In Großbritannien gibt es offenbar selbst gegen eine Einwanderung von ARBEITSMIGRANTEN (= Leute, die n i c h t dem Sozialamt auf der Tasche liegen) erhebliche Einwände bzw. Widerstände im angestammten Staatsvolk, obwohl diese Leute benötigt werden u. Visa besitzen.
Und die Regierung versucht, die aufgebrachten Gemüter durch Maßnahmen gegen die Massen-Immigration irgendwie zu beruhigen.
Sie beschimpft sie nicht als "Rassisten".

Bei uns rührt eine Nancy Faeser mitsamt ihrem
abgebrühten Kanzler-Chef faktisch keinen Finger, um die i l l e g a l e Dauer-Einwanderung zu stoppen, die zu 75% (!) nur in unsere Sozialsysteme erfolgt. Von Entlastung des Arbeitsmarktes kann keine Rede sein; denn sonst müßten die Pflegeheime, Reinigungsfirmen usw. das längst zu spüren bekommen haben. Von den immigrierten Syrern arbeiten nicht einmal 50%!!!

Das ist der riesengroße Unterschied zwischen Großbritannien und Deutschland.

********************

▶ [AUFGABENSTELLUNG]
**a.** Erläutern Sie in einem bis drei Sätzen, weshalb laut dem Text zur Einwanderung von einer Entlastung des Arbeitsmarktes keine Rede sein kann.
**b.** Führen Sie den Text zur Einwanderung im Anschluss an seinen letzten Satz weiter.

▶ [Datensatzeinträge zur Position von Objekten]
********************

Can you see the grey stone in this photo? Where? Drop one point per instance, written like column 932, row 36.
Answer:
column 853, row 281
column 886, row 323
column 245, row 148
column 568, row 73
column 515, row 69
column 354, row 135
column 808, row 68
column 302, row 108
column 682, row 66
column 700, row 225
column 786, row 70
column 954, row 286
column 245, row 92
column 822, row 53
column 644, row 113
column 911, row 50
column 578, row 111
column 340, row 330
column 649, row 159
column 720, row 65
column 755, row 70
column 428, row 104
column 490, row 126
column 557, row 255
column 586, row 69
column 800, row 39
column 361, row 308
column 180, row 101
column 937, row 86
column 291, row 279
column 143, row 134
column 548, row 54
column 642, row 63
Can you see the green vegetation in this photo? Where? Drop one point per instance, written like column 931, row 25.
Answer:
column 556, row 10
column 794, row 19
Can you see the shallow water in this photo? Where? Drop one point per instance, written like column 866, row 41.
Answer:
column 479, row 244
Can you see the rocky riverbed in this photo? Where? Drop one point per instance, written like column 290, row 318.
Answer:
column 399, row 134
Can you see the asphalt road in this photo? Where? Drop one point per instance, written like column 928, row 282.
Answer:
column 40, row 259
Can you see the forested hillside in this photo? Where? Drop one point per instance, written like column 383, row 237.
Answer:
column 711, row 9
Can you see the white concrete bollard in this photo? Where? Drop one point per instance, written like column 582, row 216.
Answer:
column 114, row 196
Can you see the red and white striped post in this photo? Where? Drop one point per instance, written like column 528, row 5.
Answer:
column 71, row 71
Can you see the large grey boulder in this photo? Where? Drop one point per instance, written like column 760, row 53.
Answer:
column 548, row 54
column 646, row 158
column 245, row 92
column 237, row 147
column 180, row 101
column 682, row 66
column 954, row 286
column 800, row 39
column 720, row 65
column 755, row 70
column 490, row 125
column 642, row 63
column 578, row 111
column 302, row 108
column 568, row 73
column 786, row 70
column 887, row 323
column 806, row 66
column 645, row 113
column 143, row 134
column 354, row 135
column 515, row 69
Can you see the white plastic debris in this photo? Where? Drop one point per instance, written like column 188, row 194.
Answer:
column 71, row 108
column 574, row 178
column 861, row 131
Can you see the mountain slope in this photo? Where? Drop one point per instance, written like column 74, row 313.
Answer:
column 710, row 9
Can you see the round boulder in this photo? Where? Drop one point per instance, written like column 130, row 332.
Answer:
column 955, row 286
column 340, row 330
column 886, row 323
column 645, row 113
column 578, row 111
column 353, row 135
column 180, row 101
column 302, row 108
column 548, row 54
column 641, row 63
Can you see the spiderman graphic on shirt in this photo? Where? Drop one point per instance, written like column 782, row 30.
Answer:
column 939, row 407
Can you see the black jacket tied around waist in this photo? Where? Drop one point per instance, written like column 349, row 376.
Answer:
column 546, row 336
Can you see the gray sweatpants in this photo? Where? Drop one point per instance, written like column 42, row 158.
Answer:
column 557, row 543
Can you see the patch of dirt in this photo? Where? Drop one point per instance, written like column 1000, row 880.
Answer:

********************

▶ [ANTWORTÜBERSICHT]
**a.** Von einer Entlastung des Arbeitsmarktes kann laut dem Text keine Rede sein, weil die Pflegeheime, Reinigungsfirmen usw. eine solche Entlastung sonst längst zu spüren bekommen haben müssten.

**b.**
Das deutsche Staatsvolk läßt sich eben (fast) alles gefallen. Wie lange noch?

Gerhard Lenz | Mi., 31. Mai 2023 - 18:37

So ein Affentanz. Farage tingelt also schon wieder durch die trostlosen britischen Städte, erzählt den Leuten, wie toll und groß das Land doch sein könnte, wenn man sich nur ordentlich vom Rest der Welt isolierte und sich ausschliesslich auf die eigene Größe konzentriert. In welchem Jahrhundert lebt der eigentlich? Glaubt er, Indien wäre noch immer "natürlichr Teil" des göttlichen Empires?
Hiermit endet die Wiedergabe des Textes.